---- DATA TO PROCESS

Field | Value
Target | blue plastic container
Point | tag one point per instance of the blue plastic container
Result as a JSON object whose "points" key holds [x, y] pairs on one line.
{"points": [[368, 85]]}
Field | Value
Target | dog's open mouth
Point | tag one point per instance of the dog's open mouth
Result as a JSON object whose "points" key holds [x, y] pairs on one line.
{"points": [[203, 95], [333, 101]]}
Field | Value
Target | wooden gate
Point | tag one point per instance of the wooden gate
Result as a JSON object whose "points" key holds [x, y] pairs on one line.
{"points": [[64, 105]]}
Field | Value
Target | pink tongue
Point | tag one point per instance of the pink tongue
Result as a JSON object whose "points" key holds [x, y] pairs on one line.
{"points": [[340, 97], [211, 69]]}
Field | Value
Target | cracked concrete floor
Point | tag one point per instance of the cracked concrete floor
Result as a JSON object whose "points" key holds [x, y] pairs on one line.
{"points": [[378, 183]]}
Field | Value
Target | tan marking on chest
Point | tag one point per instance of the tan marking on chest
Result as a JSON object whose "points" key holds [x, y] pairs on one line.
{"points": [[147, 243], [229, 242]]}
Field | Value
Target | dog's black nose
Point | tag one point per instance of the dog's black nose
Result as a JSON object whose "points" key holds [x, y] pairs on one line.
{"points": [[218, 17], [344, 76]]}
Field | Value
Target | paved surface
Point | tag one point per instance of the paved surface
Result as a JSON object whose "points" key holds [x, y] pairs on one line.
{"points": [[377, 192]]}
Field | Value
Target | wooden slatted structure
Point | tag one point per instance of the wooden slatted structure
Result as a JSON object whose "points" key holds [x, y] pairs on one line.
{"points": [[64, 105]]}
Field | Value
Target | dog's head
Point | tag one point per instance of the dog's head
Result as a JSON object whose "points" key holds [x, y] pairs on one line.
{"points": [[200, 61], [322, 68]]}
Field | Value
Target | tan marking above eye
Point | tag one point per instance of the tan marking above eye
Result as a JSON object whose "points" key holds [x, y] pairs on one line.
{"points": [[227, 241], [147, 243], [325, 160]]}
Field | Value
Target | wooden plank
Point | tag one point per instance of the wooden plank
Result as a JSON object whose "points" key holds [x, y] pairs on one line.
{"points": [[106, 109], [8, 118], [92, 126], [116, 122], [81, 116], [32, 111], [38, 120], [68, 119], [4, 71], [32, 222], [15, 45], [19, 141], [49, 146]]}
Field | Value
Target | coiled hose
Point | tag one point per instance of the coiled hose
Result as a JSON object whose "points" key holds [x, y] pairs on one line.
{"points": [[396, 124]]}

--------

*PROBLEM*. After locating the line with "Target | paved surface" in the material above, return it and each line after it exactly, ending at the line with "Target | wooden plank".

*EXERCISE SOLUTION*.
Target | paved surface
Point | tag one point per instance of the paved surface
Result as a JSON object whose "points" key holds [x, y] pairs on one line.
{"points": [[377, 192]]}
Field | Value
Target | wooden slatted structure
Point | tag one point per instance of the wooden slatted structure
Result as a JSON object whose "points" key holds [x, y] pairs on one line.
{"points": [[64, 105]]}
Field | Value
Target | dog's head
Point | tag one point per instance of the dog's head
Result as a JSON object whose "points" key holds [x, y] pairs on one line.
{"points": [[200, 61], [322, 68]]}
Field | Value
Target | tan marking above eye
Point | tag one point per instance of the tan marking above eye
Result as a JSON object whose "points" key holds [x, y] pairs on one line.
{"points": [[227, 241], [147, 243], [325, 160]]}
Field | Value
Target | wooden plank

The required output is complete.